> [RECORDS FOR THE EXERCISE]:
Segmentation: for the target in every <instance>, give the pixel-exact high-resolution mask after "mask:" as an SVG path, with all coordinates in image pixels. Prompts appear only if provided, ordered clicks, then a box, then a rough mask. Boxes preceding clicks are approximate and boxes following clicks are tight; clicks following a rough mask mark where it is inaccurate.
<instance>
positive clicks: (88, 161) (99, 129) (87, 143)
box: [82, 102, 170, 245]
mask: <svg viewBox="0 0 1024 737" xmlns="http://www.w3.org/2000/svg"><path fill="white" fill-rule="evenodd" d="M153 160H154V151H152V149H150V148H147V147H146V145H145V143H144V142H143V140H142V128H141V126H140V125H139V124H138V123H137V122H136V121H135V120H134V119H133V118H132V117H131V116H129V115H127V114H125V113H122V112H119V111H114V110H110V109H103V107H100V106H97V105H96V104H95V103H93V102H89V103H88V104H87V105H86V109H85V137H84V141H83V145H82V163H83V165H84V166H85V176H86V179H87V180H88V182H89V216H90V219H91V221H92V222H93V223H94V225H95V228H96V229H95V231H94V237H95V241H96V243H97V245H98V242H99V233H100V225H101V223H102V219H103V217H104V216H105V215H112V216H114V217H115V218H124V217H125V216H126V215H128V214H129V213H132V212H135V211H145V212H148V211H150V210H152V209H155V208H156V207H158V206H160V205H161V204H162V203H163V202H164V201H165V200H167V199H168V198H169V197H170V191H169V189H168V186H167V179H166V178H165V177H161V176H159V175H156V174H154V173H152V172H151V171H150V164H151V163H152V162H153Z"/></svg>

> [WHAT IS BEING ASKED]:
Rewrite the rows above, changing "positive clicks" to "foreground clicks" wherever it occurs and leaving everything else unchanged.

> [PROBLEM SOLUTION]:
Segmentation: for the target in every <instance>, give the pixel-exact high-resolution mask after "mask:" as an SVG path, with all coordinates in image pixels. Prompts appear only if provided, ordered clicks, then a box, then a rough mask. Boxes preceding clicks are approximate and boxes following clicks are tight; clicks following a rough mask mark where it is inaccurate.
<instance>
foreground clicks: (88, 161) (99, 129) (87, 143)
box: [82, 102, 170, 245]
mask: <svg viewBox="0 0 1024 737" xmlns="http://www.w3.org/2000/svg"><path fill="white" fill-rule="evenodd" d="M153 160H154V151H152V149H150V148H147V147H146V145H145V143H144V142H143V140H142V128H141V126H140V125H139V124H138V123H137V122H136V121H135V120H134V119H133V118H132V117H131V116H129V115H127V114H125V113H122V112H119V111H114V110H110V109H103V107H100V106H97V105H96V104H95V103H93V102H89V103H88V104H87V105H86V109H85V137H84V141H83V145H82V163H83V165H84V166H85V176H86V179H87V180H88V182H89V216H90V219H91V221H92V222H93V223H94V225H95V228H96V229H95V231H94V237H95V241H96V243H97V245H98V242H99V233H100V225H101V223H102V219H103V217H104V216H105V215H112V216H114V217H115V218H124V217H125V216H126V215H128V214H129V213H132V212H135V211H145V212H148V211H150V210H152V209H155V208H156V207H158V206H160V205H161V204H162V203H163V202H164V201H165V200H167V199H168V198H169V197H170V191H169V189H168V186H167V179H166V178H165V177H161V176H159V175H156V174H154V173H152V172H151V171H150V164H151V163H152V162H153Z"/></svg>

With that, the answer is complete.